- WHAT IS EXPECTED -
How many lines of the items below contain the string "mint"? Treat uppercase and lowercase as different, and give only the number.

- Object location annotation data -

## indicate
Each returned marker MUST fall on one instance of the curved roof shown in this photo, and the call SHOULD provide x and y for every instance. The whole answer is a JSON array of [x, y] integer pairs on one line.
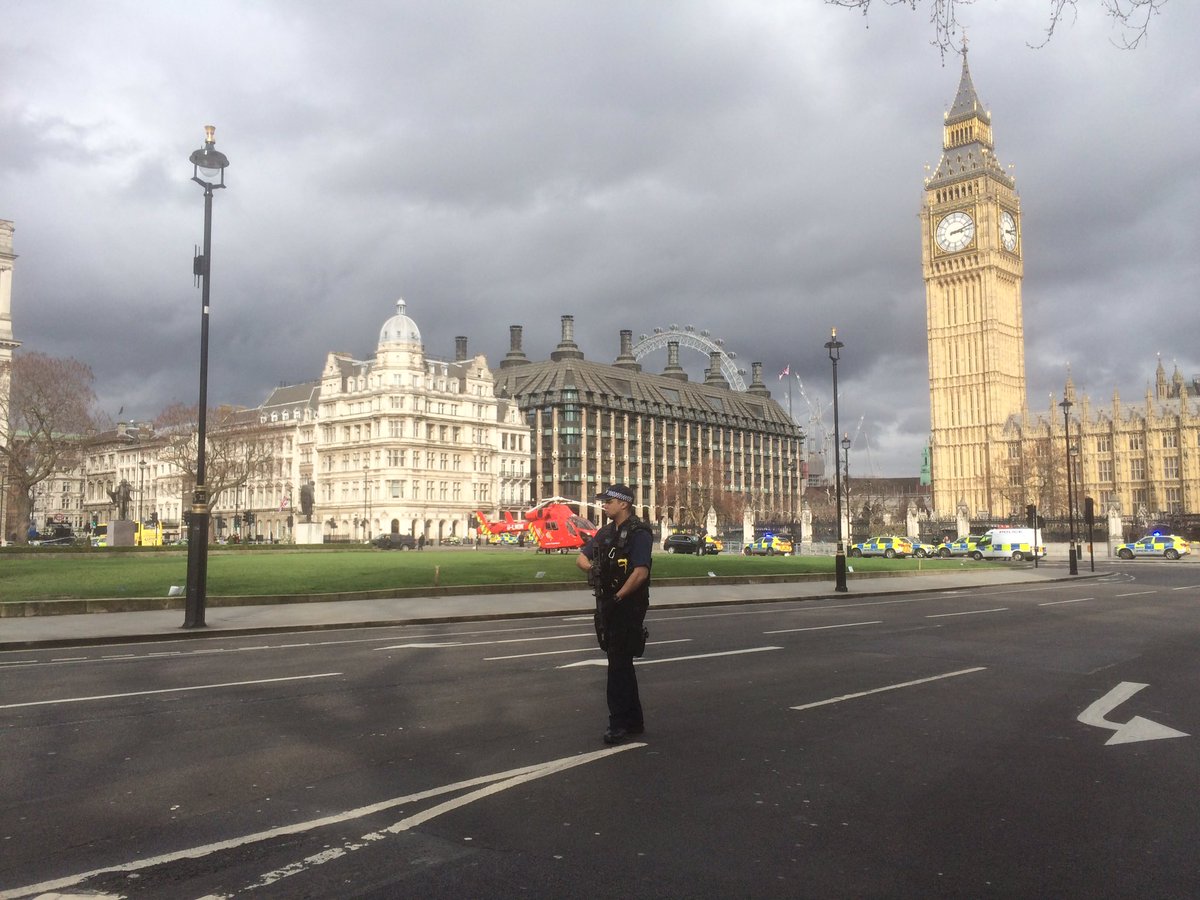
[[400, 329]]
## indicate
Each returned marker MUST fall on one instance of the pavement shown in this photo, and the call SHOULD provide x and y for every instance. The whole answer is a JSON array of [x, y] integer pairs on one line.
[[107, 628]]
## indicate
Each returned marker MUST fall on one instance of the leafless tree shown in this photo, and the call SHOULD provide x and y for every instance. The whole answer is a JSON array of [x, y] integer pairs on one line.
[[690, 491], [1131, 17], [47, 418]]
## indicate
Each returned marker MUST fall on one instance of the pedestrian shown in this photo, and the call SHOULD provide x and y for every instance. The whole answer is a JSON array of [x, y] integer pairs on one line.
[[618, 564]]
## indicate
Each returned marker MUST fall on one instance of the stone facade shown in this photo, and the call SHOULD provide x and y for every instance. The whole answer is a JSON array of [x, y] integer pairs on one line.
[[1139, 460], [594, 424], [396, 443], [7, 345]]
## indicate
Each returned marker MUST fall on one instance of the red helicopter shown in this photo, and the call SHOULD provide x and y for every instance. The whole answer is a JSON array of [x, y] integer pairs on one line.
[[509, 526], [556, 527], [552, 523]]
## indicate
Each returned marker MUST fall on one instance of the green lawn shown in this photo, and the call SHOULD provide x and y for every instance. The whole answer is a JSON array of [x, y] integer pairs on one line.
[[49, 575]]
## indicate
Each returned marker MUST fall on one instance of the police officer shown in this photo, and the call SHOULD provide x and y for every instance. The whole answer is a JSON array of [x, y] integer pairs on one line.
[[618, 564]]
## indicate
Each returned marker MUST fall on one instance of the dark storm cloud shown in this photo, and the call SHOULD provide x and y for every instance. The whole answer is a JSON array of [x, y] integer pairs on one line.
[[749, 168]]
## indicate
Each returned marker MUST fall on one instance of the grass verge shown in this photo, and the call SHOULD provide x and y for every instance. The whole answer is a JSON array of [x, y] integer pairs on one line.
[[97, 575]]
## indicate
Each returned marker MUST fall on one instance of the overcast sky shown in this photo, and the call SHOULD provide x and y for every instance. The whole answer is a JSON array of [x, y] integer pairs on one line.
[[749, 167]]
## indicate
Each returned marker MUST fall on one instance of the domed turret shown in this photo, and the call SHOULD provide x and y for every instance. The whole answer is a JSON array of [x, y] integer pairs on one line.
[[400, 329]]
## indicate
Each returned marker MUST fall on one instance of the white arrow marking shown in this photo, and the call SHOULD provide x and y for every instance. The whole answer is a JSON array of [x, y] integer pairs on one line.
[[1137, 729], [672, 659]]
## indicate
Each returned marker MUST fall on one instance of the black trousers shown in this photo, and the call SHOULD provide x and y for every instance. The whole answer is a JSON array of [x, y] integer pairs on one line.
[[624, 705]]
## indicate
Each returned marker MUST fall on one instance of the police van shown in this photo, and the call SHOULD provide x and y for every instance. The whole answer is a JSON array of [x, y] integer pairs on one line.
[[1014, 544]]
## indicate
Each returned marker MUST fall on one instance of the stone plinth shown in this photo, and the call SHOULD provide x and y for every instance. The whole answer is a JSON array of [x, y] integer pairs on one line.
[[309, 533], [120, 533]]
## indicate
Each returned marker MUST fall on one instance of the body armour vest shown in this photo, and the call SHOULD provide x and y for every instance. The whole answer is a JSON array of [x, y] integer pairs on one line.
[[612, 558]]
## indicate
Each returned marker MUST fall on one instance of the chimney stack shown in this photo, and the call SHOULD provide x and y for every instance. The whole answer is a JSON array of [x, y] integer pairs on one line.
[[627, 359], [756, 387], [516, 355], [713, 376], [567, 347], [673, 369]]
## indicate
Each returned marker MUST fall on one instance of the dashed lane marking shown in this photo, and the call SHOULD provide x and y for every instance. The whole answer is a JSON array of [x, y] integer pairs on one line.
[[965, 612], [671, 659], [167, 690], [576, 649], [495, 784], [889, 688], [823, 628]]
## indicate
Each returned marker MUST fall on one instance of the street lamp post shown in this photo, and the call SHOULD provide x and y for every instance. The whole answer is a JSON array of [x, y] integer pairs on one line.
[[850, 513], [834, 346], [1073, 557], [366, 502], [208, 171]]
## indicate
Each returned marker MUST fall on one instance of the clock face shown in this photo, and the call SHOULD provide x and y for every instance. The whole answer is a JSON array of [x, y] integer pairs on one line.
[[954, 232], [1008, 231]]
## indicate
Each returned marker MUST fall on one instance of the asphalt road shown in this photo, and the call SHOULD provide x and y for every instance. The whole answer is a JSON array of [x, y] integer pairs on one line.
[[919, 745]]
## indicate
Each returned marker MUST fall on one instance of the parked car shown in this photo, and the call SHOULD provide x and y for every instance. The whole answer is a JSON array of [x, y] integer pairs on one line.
[[682, 543], [923, 550], [959, 546], [888, 546], [1169, 546], [768, 545], [53, 543], [391, 540]]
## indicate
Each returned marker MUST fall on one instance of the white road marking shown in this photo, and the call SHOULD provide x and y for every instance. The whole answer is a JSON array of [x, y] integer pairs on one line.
[[966, 612], [822, 628], [166, 690], [1133, 731], [671, 659], [498, 781], [483, 643], [774, 609], [576, 649], [889, 688]]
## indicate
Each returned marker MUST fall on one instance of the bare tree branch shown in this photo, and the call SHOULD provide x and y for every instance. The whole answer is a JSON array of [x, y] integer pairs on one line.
[[48, 415], [1129, 17]]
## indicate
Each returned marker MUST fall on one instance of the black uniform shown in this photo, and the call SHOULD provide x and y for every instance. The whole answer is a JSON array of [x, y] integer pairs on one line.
[[616, 552]]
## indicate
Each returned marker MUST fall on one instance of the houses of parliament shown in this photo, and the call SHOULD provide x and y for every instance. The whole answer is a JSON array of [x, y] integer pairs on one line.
[[991, 453]]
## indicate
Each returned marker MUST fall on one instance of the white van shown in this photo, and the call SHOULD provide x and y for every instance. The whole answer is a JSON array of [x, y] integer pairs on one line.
[[1015, 544]]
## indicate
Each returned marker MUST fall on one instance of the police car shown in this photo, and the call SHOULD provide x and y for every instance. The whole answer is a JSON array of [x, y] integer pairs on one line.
[[959, 547], [888, 546], [923, 550], [767, 546], [1169, 546]]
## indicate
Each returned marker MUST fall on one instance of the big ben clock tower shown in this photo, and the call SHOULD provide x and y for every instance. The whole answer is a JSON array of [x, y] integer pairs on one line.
[[971, 252]]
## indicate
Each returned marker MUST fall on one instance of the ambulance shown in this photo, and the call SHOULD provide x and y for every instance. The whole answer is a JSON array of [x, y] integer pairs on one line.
[[1014, 544]]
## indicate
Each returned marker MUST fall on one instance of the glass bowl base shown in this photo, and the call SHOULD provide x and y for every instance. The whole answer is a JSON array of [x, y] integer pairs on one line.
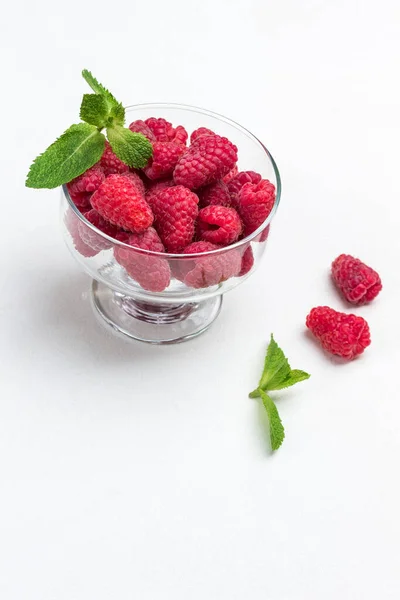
[[151, 322]]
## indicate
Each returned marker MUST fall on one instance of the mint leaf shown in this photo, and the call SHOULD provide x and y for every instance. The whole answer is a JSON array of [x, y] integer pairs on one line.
[[276, 429], [94, 110], [132, 148], [115, 108], [76, 150], [276, 367], [294, 377]]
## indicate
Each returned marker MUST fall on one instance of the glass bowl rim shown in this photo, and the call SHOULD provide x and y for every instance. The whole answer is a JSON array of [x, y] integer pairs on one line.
[[245, 241]]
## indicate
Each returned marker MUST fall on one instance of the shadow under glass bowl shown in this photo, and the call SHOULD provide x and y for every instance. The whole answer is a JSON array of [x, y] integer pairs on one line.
[[190, 297]]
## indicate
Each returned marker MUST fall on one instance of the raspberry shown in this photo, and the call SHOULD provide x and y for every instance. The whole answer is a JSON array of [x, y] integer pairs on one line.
[[175, 211], [137, 180], [140, 126], [200, 131], [80, 199], [237, 182], [156, 187], [151, 272], [122, 236], [247, 262], [119, 201], [263, 236], [72, 224], [111, 163], [256, 201], [209, 158], [218, 225], [208, 270], [165, 156], [339, 333], [358, 283], [161, 129], [232, 173], [90, 237], [214, 194], [180, 135]]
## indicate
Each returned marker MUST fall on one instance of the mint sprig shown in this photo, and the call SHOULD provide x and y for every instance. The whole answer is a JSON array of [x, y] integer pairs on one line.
[[277, 374], [81, 146], [76, 150]]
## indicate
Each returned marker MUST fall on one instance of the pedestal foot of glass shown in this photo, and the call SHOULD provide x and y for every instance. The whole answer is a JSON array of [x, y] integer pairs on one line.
[[155, 323]]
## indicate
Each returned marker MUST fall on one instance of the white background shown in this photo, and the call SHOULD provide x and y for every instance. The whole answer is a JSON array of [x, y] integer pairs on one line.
[[130, 471]]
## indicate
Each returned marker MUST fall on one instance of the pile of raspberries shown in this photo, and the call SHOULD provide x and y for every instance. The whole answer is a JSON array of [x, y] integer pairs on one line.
[[189, 199]]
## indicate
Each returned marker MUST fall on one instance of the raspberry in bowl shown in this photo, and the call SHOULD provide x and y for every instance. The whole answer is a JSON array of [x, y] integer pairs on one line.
[[164, 243]]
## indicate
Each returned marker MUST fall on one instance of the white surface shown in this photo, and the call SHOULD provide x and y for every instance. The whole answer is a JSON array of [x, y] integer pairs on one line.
[[129, 471]]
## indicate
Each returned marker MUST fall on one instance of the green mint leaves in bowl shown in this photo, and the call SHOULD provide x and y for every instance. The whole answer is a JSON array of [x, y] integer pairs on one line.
[[82, 145]]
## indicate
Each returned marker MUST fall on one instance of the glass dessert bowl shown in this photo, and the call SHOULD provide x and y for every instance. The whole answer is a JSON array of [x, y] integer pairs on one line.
[[159, 297]]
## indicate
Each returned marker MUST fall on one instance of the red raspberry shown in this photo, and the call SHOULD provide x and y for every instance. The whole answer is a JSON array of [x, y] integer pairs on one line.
[[218, 225], [72, 224], [161, 128], [111, 163], [137, 180], [163, 131], [247, 262], [122, 236], [263, 236], [180, 135], [209, 158], [214, 194], [155, 187], [165, 156], [151, 272], [175, 211], [119, 201], [200, 131], [232, 173], [358, 283], [93, 239], [140, 126], [81, 200], [339, 333], [204, 271], [237, 182], [256, 200]]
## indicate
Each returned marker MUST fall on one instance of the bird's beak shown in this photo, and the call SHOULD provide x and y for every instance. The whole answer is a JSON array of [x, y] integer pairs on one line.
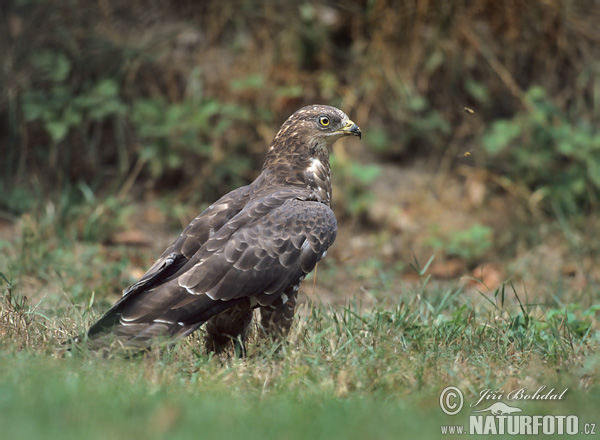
[[351, 128]]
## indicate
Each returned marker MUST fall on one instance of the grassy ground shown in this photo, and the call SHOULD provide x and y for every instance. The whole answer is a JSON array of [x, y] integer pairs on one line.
[[357, 370]]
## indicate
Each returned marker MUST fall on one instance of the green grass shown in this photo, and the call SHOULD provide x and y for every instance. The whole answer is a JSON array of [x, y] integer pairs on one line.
[[348, 371]]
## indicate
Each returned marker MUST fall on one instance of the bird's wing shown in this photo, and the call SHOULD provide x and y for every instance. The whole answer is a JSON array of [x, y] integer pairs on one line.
[[265, 248], [193, 237]]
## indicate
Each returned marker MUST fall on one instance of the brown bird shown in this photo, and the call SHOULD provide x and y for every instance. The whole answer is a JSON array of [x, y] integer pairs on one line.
[[251, 248]]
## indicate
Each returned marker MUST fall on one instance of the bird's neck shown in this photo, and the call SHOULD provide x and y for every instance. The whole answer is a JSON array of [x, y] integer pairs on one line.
[[309, 169]]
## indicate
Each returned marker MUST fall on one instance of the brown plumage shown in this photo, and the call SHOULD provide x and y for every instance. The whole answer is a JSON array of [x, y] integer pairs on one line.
[[251, 248]]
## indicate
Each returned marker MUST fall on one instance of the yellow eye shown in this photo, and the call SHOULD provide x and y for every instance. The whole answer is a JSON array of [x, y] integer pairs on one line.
[[324, 121]]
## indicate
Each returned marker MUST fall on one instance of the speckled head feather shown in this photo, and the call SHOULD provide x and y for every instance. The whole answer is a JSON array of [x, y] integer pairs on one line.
[[299, 153], [251, 248]]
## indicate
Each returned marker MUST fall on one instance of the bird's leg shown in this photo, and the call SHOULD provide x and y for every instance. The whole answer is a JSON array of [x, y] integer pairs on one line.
[[276, 319], [229, 328]]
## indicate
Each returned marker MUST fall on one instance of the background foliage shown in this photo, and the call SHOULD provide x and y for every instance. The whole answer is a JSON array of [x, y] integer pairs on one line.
[[120, 120], [186, 94]]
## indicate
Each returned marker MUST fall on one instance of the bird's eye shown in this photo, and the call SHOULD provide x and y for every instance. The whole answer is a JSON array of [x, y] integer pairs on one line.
[[324, 121]]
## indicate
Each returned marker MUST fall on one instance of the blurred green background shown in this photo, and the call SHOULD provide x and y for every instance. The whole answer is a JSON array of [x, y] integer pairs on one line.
[[186, 95], [467, 251]]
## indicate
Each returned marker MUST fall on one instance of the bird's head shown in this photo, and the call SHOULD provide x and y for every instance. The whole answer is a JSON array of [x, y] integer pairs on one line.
[[312, 130]]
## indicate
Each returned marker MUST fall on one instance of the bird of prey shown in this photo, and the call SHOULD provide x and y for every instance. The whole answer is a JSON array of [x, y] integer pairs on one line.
[[251, 248]]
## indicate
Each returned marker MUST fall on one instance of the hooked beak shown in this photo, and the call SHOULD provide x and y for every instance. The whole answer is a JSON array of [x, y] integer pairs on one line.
[[351, 128]]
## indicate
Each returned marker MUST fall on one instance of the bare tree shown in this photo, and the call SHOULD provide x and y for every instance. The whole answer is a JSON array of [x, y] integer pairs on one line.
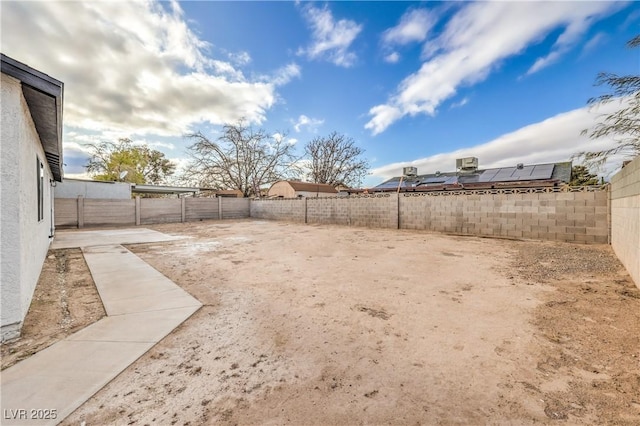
[[623, 124], [124, 160], [335, 160], [241, 158]]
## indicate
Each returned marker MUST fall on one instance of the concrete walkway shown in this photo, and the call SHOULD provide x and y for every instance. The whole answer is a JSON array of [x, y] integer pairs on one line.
[[142, 306]]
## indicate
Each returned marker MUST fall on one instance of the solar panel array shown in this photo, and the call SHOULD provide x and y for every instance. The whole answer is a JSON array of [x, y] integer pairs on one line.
[[507, 174], [503, 174]]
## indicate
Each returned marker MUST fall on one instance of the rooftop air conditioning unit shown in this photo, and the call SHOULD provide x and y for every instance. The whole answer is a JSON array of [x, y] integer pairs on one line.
[[410, 171], [467, 163]]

- FINAL RESULT -
3